** begin Records for the task **
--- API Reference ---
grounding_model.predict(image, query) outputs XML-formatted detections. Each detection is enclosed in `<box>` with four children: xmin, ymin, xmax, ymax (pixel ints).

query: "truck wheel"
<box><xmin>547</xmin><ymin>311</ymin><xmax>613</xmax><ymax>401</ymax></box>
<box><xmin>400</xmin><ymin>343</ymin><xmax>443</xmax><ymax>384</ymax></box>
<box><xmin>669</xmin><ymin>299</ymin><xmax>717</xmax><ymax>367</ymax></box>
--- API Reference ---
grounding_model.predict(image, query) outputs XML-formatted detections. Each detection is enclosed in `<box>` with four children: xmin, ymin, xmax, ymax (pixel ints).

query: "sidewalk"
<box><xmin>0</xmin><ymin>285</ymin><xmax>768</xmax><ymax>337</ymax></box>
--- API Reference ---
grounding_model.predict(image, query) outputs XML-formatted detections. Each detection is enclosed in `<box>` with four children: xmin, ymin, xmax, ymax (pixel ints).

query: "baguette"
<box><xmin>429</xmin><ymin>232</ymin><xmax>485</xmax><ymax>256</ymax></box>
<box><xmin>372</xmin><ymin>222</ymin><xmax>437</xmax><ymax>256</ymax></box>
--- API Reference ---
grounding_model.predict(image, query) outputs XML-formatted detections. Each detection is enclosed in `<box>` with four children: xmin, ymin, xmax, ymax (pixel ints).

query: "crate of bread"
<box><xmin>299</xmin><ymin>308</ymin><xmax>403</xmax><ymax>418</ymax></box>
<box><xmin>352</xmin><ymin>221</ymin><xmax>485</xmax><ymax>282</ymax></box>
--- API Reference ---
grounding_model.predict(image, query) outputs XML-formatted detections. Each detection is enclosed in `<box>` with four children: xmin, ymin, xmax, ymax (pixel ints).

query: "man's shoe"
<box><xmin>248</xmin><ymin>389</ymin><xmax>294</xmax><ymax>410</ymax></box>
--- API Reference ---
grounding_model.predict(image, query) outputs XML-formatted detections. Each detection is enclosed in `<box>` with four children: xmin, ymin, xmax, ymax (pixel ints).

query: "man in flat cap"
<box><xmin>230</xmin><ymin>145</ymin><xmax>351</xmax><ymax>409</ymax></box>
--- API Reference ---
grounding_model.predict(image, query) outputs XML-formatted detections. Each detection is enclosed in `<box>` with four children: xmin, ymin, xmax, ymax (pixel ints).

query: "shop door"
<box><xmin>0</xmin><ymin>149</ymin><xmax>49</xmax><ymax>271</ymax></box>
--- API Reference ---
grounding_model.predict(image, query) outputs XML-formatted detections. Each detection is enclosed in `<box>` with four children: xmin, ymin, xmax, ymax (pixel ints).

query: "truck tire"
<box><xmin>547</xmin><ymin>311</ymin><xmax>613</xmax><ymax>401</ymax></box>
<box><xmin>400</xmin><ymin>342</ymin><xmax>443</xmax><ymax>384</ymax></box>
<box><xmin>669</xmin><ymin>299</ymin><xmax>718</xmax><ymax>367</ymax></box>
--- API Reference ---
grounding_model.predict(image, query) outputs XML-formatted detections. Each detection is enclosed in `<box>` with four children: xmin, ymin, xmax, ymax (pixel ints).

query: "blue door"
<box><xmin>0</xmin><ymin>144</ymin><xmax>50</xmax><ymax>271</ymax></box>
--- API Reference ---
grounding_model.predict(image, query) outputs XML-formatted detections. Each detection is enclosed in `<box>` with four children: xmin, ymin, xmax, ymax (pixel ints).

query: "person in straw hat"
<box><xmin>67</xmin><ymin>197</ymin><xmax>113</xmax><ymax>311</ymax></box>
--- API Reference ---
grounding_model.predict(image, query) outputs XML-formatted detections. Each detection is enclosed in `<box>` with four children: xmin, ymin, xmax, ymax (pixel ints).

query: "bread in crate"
** end Records for the task **
Pick out every line in the data above that contains the word "crate" and copy each one. Case matters.

- The response -
query: "crate of bread"
query: "bread in crate"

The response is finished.